*Written task:* Copy the lines below exactly as they appear, from the first one through the line containing "box: [0, 0, 714, 79]", both included. Leave the pictures out.

*Data excerpts:*
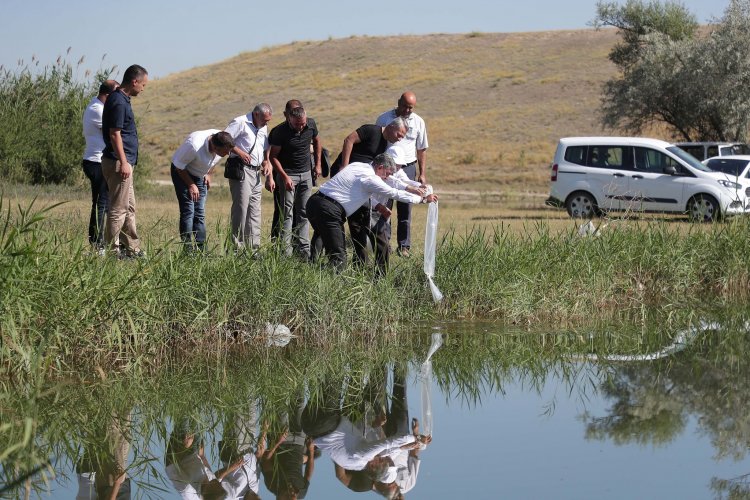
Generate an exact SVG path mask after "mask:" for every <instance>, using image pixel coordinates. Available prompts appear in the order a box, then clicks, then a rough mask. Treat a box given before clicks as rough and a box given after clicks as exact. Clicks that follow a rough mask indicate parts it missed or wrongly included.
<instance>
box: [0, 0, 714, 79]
mask: <svg viewBox="0 0 750 500" xmlns="http://www.w3.org/2000/svg"><path fill="white" fill-rule="evenodd" d="M682 3H683V5H685V6H686V7H687V8H688V9H689V10H690V11H691V12H692V13H693V14H695V15H696V17H697V18H698V21H699V22H702V23H703V22H706V21H708V20H709V19H711V18H713V17H721V15H722V14H723V11H724V9H726V7H727V5H728V4H729V0H685V1H684V2H682ZM3 7H4V9H3V15H2V17H0V64H2V65H4V66H5V67H6V68H8V67H9V68H15V67H16V66H17V64H18V60H19V59H22V60H24V62H26V63H28V62H29V61H30V60H31V57H32V55H36V57H37V58H38V59H40V60H41V61H42V65H44V64H47V63H51V62H53V61H54V60H55V59H56V58H57V56H58V55H61V54H64V53H65V51H66V50H67V48H68V47H71V48H72V49H71V52H70V55H69V56H68V59H69V60H70V61H71V62H73V63H76V62H77V61H78V60H79V59H80V58H81V56H84V57H85V62H84V63H83V65H82V67H85V68H88V69H93V70H95V69H97V68H99V67H100V66H101V67H110V66H114V65H117V66H118V68H119V71H118V72H117V74H116V76H119V75H121V73H122V71H123V70H124V68H125V67H127V66H128V65H130V64H132V63H138V64H141V65H143V66H145V67H146V68H147V69H148V70H149V73H150V75H151V76H152V78H153V77H157V78H158V77H163V76H166V75H168V74H170V73H173V72H177V71H182V70H185V69H189V68H192V67H195V66H203V65H205V64H209V63H213V62H218V61H221V60H224V59H228V58H230V57H232V56H235V55H237V54H239V53H241V52H246V51H252V50H257V49H260V48H262V47H265V46H272V45H279V44H285V43H289V42H292V41H299V40H324V39H327V38H329V37H333V38H341V37H348V36H350V35H372V36H376V35H401V34H403V35H407V34H425V33H465V32H471V31H483V32H517V31H544V30H556V29H577V28H586V27H587V23H588V22H589V21H590V20H591V19H592V18H593V17H594V13H595V9H596V1H595V0H568V1H566V2H561V1H559V0H525V1H523V0H522V1H517V2H508V1H506V0H458V1H455V0H454V1H448V0H411V1H409V2H395V1H391V0H376V1H374V2H371V4H370V5H369V6H365V4H359V3H356V2H351V1H348V2H344V1H342V0H306V1H301V0H286V1H270V2H258V1H253V0H223V1H222V2H207V1H205V0H204V1H198V0H179V1H174V0H128V1H127V2H120V3H117V2H102V1H99V2H92V1H88V0H67V1H60V0H3ZM404 50H408V48H405V49H404ZM102 57H104V62H103V63H102V62H101V61H102ZM81 73H82V71H81Z"/></svg>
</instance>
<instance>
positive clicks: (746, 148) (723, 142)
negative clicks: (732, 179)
mask: <svg viewBox="0 0 750 500" xmlns="http://www.w3.org/2000/svg"><path fill="white" fill-rule="evenodd" d="M674 145H675V146H677V147H678V148H680V149H682V150H683V151H685V152H687V153H690V154H691V155H693V156H695V157H696V158H698V159H699V160H700V161H704V160H706V159H708V158H713V157H714V156H727V155H746V154H750V146H748V145H747V144H745V143H744V142H676V143H675V144H674Z"/></svg>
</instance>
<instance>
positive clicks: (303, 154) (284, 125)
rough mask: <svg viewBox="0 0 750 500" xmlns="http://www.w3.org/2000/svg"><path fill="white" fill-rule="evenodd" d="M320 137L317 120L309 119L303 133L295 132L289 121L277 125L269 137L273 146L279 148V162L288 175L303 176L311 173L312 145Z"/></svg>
mask: <svg viewBox="0 0 750 500" xmlns="http://www.w3.org/2000/svg"><path fill="white" fill-rule="evenodd" d="M317 136H318V127H317V126H316V125H315V120H313V119H312V118H308V119H307V125H306V126H305V128H304V129H302V132H299V133H297V132H295V131H294V129H293V128H292V127H290V126H289V123H288V122H287V121H284V122H283V123H279V124H278V125H276V126H275V127H274V128H273V130H271V134H270V135H269V136H268V143H269V144H270V145H271V146H278V147H280V148H281V151H279V156H278V158H279V162H281V166H282V167H283V168H284V172H286V173H287V174H303V173H305V172H309V171H310V144H311V143H312V140H313V137H317Z"/></svg>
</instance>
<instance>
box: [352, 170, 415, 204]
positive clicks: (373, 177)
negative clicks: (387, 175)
mask: <svg viewBox="0 0 750 500" xmlns="http://www.w3.org/2000/svg"><path fill="white" fill-rule="evenodd" d="M361 182H362V186H363V187H364V188H365V190H366V191H367V192H369V193H370V194H371V195H373V196H377V197H382V198H385V199H388V198H393V199H394V200H398V201H402V202H404V203H412V204H417V203H422V197H421V196H419V195H416V194H411V193H409V192H407V191H403V190H401V189H396V188H392V187H390V186H389V185H388V184H386V183H385V182H384V181H383V179H381V178H380V177H370V176H368V177H364V178H363V179H361Z"/></svg>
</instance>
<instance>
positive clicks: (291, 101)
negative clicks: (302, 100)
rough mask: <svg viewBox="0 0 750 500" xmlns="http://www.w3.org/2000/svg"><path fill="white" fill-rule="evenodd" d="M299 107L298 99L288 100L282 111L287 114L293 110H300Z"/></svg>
mask: <svg viewBox="0 0 750 500" xmlns="http://www.w3.org/2000/svg"><path fill="white" fill-rule="evenodd" d="M301 107H302V101H300V100H298V99H289V100H288V101H287V102H286V108H285V109H284V111H286V112H287V113H289V112H290V111H291V110H293V109H294V108H301Z"/></svg>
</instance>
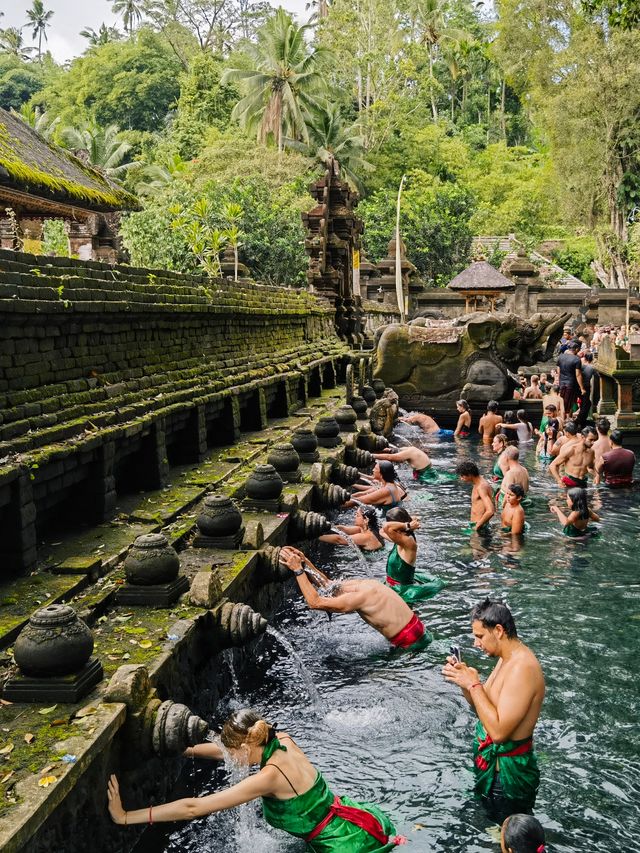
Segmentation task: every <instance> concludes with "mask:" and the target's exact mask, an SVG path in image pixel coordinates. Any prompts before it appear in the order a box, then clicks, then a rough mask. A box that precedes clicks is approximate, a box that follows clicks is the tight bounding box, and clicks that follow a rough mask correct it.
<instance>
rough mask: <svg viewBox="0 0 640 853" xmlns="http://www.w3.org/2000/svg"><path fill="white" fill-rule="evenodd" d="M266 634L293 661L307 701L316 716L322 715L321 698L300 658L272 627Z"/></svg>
mask: <svg viewBox="0 0 640 853" xmlns="http://www.w3.org/2000/svg"><path fill="white" fill-rule="evenodd" d="M267 634H269V636H271V637H273V638H274V640H277V641H278V642H279V643H280V645H281V646H282V647H283V648H284V649H286V651H287V652H288V654H289V657H290V658H292V660H294V661H295V663H296V666H297V668H298V670H299V672H300V675H301V677H302V680H303V681H304V685H305V687H306V688H307V693H308V694H309V700H310V701H311V707H312V709H313V710H314V711H315V712H316V714H322V713H324V705H323V702H322V697H321V696H320V694H319V693H318V688H317V687H316V685H315V684H314V682H313V678H312V677H311V675H310V674H309V670H308V669H307V668H306V666H305V665H304V663H303V661H302V658H301V657H300V655H299V654H298V652H297V651H296V650H295V649H294V647H293V646H292V645H291V643H290V642H289V640H287V638H286V637H285V636H284V635H283V634H281V633H280V631H277V630H276V629H275V628H274V627H273V626H271V625H267Z"/></svg>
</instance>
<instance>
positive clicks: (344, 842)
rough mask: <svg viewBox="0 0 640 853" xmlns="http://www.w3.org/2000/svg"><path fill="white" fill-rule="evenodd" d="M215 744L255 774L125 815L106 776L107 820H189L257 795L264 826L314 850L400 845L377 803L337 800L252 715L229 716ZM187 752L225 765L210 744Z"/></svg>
mask: <svg viewBox="0 0 640 853" xmlns="http://www.w3.org/2000/svg"><path fill="white" fill-rule="evenodd" d="M220 740H221V741H222V746H223V747H224V749H225V750H226V751H227V752H228V753H230V755H231V757H232V759H233V760H234V761H235V762H236V763H238V764H244V765H256V764H259V765H260V770H259V772H258V773H254V774H253V775H251V776H248V777H247V778H246V779H243V780H242V781H241V782H238V783H237V785H232V786H231V787H230V788H226V789H225V790H223V791H219V792H217V793H215V794H208V795H206V796H204V797H185V798H184V799H181V800H174V801H173V802H170V803H164V804H162V805H159V806H148V807H147V806H145V808H142V809H133V810H131V811H125V809H124V808H123V806H122V800H121V797H120V788H119V785H118V780H117V778H116V776H111V777H110V779H109V784H108V789H107V794H108V802H109V813H110V815H111V819H112V820H113V822H114V823H117V824H120V825H121V826H133V825H134V824H141V823H143V824H144V823H148V824H153V823H164V822H167V821H175V820H194V819H196V818H201V817H207V815H210V814H215V813H216V812H220V811H225V810H226V809H231V808H234V807H236V806H240V805H242V804H243V803H249V802H251V801H252V800H256V799H258V798H259V797H261V798H262V810H263V814H264V817H265V820H266V821H267V823H268V824H269V825H270V826H273V827H275V828H276V829H282V830H284V831H285V832H288V833H289V834H290V835H293V836H295V837H296V838H301V839H302V840H303V841H305V842H306V843H307V845H308V848H307V849H309V850H311V851H314V853H387V851H390V850H393V848H394V847H395V846H396V845H398V844H404V843H405V839H403V838H401V837H400V836H396V834H395V829H394V827H393V824H392V823H391V821H390V820H389V818H388V817H387V816H386V815H385V814H384V812H382V811H381V810H380V809H379V808H378V807H377V806H376V805H374V804H373V803H359V802H356V801H355V800H351V799H349V798H348V797H336V796H335V794H333V793H332V791H331V790H330V789H329V788H328V786H327V783H326V782H325V780H324V777H323V776H322V774H321V773H320V772H319V771H318V770H316V768H315V767H314V766H313V765H312V764H311V762H310V761H309V759H308V758H307V756H306V755H305V754H304V752H303V751H302V750H301V749H300V747H299V746H298V745H297V744H296V742H295V741H294V740H293V738H292V737H291V736H290V735H288V734H287V733H286V732H276V731H275V729H274V728H273V726H270V725H269V723H267V722H266V721H265V720H264V719H262V717H261V716H260V714H258V713H256V712H255V711H253V710H251V709H249V708H243V709H241V710H239V711H234V712H233V714H231V716H230V717H229V718H228V719H227V721H226V722H225V724H224V726H223V727H222V732H221V734H220ZM187 754H188V755H193V756H194V757H198V758H209V759H213V760H214V761H222V760H224V753H223V750H222V747H220V746H218V744H215V743H204V744H199V745H198V746H196V747H191V748H190V749H188V750H187Z"/></svg>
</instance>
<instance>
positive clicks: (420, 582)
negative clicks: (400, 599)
mask: <svg viewBox="0 0 640 853" xmlns="http://www.w3.org/2000/svg"><path fill="white" fill-rule="evenodd" d="M387 584H388V585H389V586H390V587H392V589H393V590H394V591H395V592H397V593H398V595H399V596H400V598H401V599H402V600H403V601H406V602H407V604H413V603H414V602H415V601H426V600H427V599H428V598H433V596H434V595H437V594H438V593H439V592H440V590H441V589H442V588H443V587H444V586H445V582H444V581H442V580H440V578H436V577H433V576H432V575H421V574H417V573H416V570H415V567H414V566H412V565H410V564H409V563H406V562H405V561H404V560H403V559H402V557H401V556H400V554H399V553H398V546H397V545H394V546H393V548H392V549H391V553H390V554H389V556H388V557H387Z"/></svg>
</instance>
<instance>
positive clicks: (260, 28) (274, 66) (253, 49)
mask: <svg viewBox="0 0 640 853" xmlns="http://www.w3.org/2000/svg"><path fill="white" fill-rule="evenodd" d="M308 29H309V25H308V24H306V25H304V26H302V27H299V26H298V25H297V24H296V23H295V22H294V20H293V18H292V17H291V15H289V14H288V13H287V12H285V11H284V9H278V10H277V12H276V13H275V15H274V16H273V17H272V18H270V19H269V20H268V21H267V23H266V24H265V25H264V26H263V27H261V28H260V29H259V30H258V33H257V43H256V44H252V45H250V46H249V51H250V55H251V58H252V60H253V66H254V67H253V69H252V70H249V71H246V70H244V69H242V68H228V69H227V70H226V71H225V72H224V74H223V75H222V79H221V83H222V85H226V84H228V83H236V82H239V81H241V82H242V83H243V84H244V90H245V95H244V97H243V98H242V99H241V100H240V101H238V103H237V104H236V105H235V107H234V109H233V112H232V118H234V119H238V121H239V122H240V124H241V125H242V126H244V127H248V128H249V129H257V137H258V140H259V141H261V142H265V141H267V139H269V138H270V137H275V139H276V142H277V145H278V151H282V147H283V143H284V137H285V134H286V135H287V136H289V137H291V138H293V139H303V140H306V139H307V129H306V122H305V119H304V113H305V111H311V110H313V109H314V108H317V107H318V104H317V102H316V101H315V99H314V95H315V94H316V93H317V92H318V91H319V89H320V87H321V85H322V83H323V78H322V75H321V73H320V64H321V61H322V60H323V59H324V58H325V57H326V56H327V52H326V51H325V50H324V49H323V48H321V47H318V48H315V49H313V48H310V47H309V46H308V45H307V43H306V41H305V33H306V32H307V30H308Z"/></svg>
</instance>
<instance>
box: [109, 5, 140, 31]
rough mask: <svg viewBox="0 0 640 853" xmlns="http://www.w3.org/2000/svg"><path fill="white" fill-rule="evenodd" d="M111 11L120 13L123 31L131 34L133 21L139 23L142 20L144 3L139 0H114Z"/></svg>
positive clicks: (132, 28) (113, 12) (114, 12)
mask: <svg viewBox="0 0 640 853" xmlns="http://www.w3.org/2000/svg"><path fill="white" fill-rule="evenodd" d="M111 11H112V12H113V13H114V14H115V15H122V23H123V24H124V29H125V32H128V33H129V35H131V33H132V32H133V30H134V21H135V22H137V23H140V21H141V20H142V15H143V14H144V12H145V3H144V2H142V1H141V0H114V4H113V6H112V7H111Z"/></svg>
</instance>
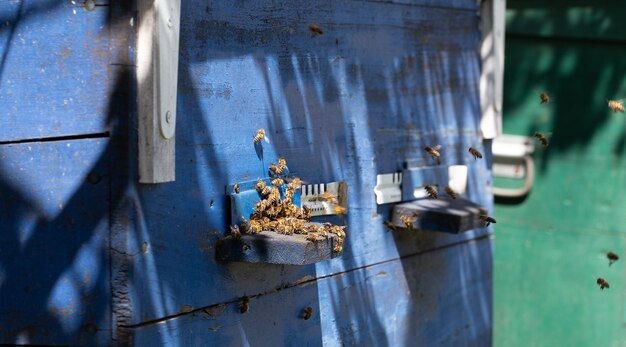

*Response below:*
Generate an exact SVG path mask after "mask:" for every <instance>, using image pixel coordinates. Available prompts appear in the order a box, then clicks, then a rough mask. Treat a box given before clicks as rough and a box given after clicks as exact. Clicks that follow a rough mask indicate parts it missed or wrongly included.
<instance>
box: [0, 0, 714, 79]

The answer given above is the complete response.